Segment Start: Records to process

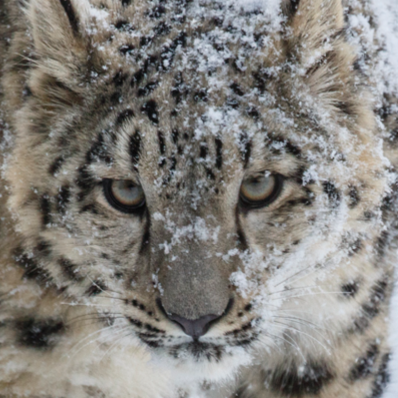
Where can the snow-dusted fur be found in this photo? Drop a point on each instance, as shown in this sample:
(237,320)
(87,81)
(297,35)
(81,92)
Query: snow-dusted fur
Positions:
(187,99)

Segment End: Records to process

Word for word, write out the whole listing, keeping none of the pictures.

Solution for this exercise:
Where can the snow-dusted fur be found in this photo? Drop a point on each instance, as shown in this sample:
(237,320)
(87,81)
(297,35)
(81,92)
Query: snow-dusted fur
Positions:
(187,99)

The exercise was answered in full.